▶ [EXERCICES]:
1. Dans le texte ci-dessous sur le rejet de la marque figurative, quelle juridiction a rendu la décision et à quelle date ?
2. Extrayez du texte sur le rejet de la marque figurative le passage commençant par « Cour d’appel de Paris, pôle » et se terminant par « 20 mai 2019) ».
3. Poursuivez le texte sur le rejet de la marque figurative au-delà de sa dernière phrase.

▶ [TEXTE EXTRAIT]:
:::::
Rejet d’une marque figurative - Motif de surface - Caractère distinctif (non) - Aspect des produits - Normes du secteur - Droit de l'UE - Fonction d'indication d'origine - Public pertinent - Acquisition du caractère distinctif par l'usage (non) - Sondage
Le signe en cause, composé de lignes ondulées entrecroisées de façon répétée et positionnées de manière telle qu'elles laissent apparaître une succession infinie et régulière de motifs identiques, sans délimitation quant à son contour, sera appréhendé par le public moyen dont le niveau d'attention est peu élevé, ou même par un consommateur plus avisé, comme un simple motif de surface qui se confond avec l'aspect des produits désignés (articles chaussants notamment orthopédiques, produits de la maroquinerie, articles d’habillement…) et non comme une indication d'origine commerciale particulière.
Par ailleurs, la preuve de l’acquisition du caractère distinctif par l’usage ne peut être apportée par un sondage dont seuls quelques extraits sont versés et qui rendent impossible la vérification des conditions dans lesquelles les personnes ont été interrogées et la manière dont elles ont été sélectionnées.
Cour d’appel de Paris, pôle 5, 2e ch., 8 janvier 2021, 19/14730 (M20210001)
Birkenstock Sales GmbH c. INPI et al.
(Rejet recours c. décision INPI, 20 mai 2019)
En l’espèce, l’INPI avait refusé partiellement la protection en France de l’enregistrement international n° 1 132 742 portant sur le signe figuratif ci-dessus reproduit, pour un certain nombre de produits, notamment des articles de maroquinerie, tels que sacs, valises, porte-monnaie, parapluie…, des articles d’habillement et des articles chaussants (y compris les articles chaussants orthopédiques relevant de la classe 10).
L'Institut considérait en effet que le signe en cause représentait un motif de surface qui ne divergeait pas suffisamment de la norme et des habitudes du secteur pour permettre au consommateur de le percevoir comme une indication de l’origine commerciale des produits visés. En outre, il estimait que les quelques extraits d’un sondage que la société déposante avait versés au cours de la procédure d’examen, ne suffisaient pas à démontrer que le signe aurait acquis un caractère distinctif par l’usage.
Dans son recours formé devant la cour d’appel de Paris, la société requérante fondait une grande partie de son argumentation sur un arrêt rendu par la même cour, le 6 avril 2018, dont elle prétendait qu’il était entièrement transposable au cas d’espèce. Pour rappel, cet arrêt avait annulé une décision de l’INPI ayant rejeté, à tort selon la Cour, l’enregistrement de la marque n° 4 116 654 (ci-dessous reproduite) pour des articles chaussants orthopédiques relevant de la classe 10 et des articles chaussants « classiques » relevant de la classe 25 (CA Paris, pôle 5, 2e ch., 17/01742 ; M20180144, PIBD 2018, 1095, III-381, avec une note).
:::::
▶ [DONNÉES AFFICHÉES]:
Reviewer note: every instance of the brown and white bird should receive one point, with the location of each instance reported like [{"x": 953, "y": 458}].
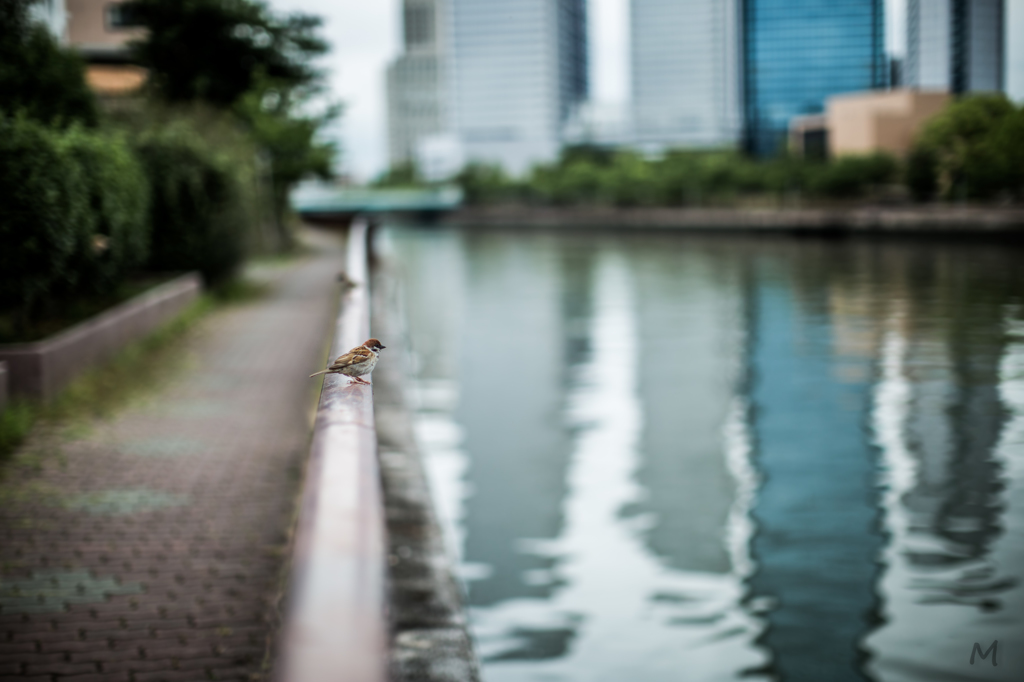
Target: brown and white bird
[{"x": 356, "y": 363}]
:::::
▶ [RÉPONSES]:
1. La cour d'appel de Paris (pôle 5, 2e chambre), le 8 janvier 2021.

2.
Cour d’appel de Paris, pôle 5, 2e ch., 8 janvier 2021, 19/14730 (M20210001)
Birkenstock Sales GmbH c. INPI et al.
(Rejet recours c. décision INPI, 20 mai 2019)

3.
Dans son arrêt du 8 janvier 2021, la cour de Paris rejette néanmoins le recours de la société déposante, considérant, tout comme l’INPI, que le signe en cause n’est pas apte à distinguer les produits précités de ceux d’autres entreprises et rappelant expressément qu’elle n’est « pas liée par ce précédent [arrêt du 6 avril 2018] qui porte au demeurant sur un signe différent montrant une semelle de chaussure ».
Plusieurs points intéressants sont à relever en matière de protection des marques tridimensionnelles dans cet arrêt.
Condition de distinctivité intrinsèque des signes. Si les dispositions actuelles du Code de la propriété intellectuelle (CPI), telles qu’elles ont été modifiées par l’ordonnance n° 2019-1169 du 13 novembre 2019, disposent clairement qu’un signe peut être en soi dépourvu de caractère distinctif (art. 711-2, 2°), cette exigence de distinctivité autonome ne ressortait pas expressément des textes dans leur ancienne version.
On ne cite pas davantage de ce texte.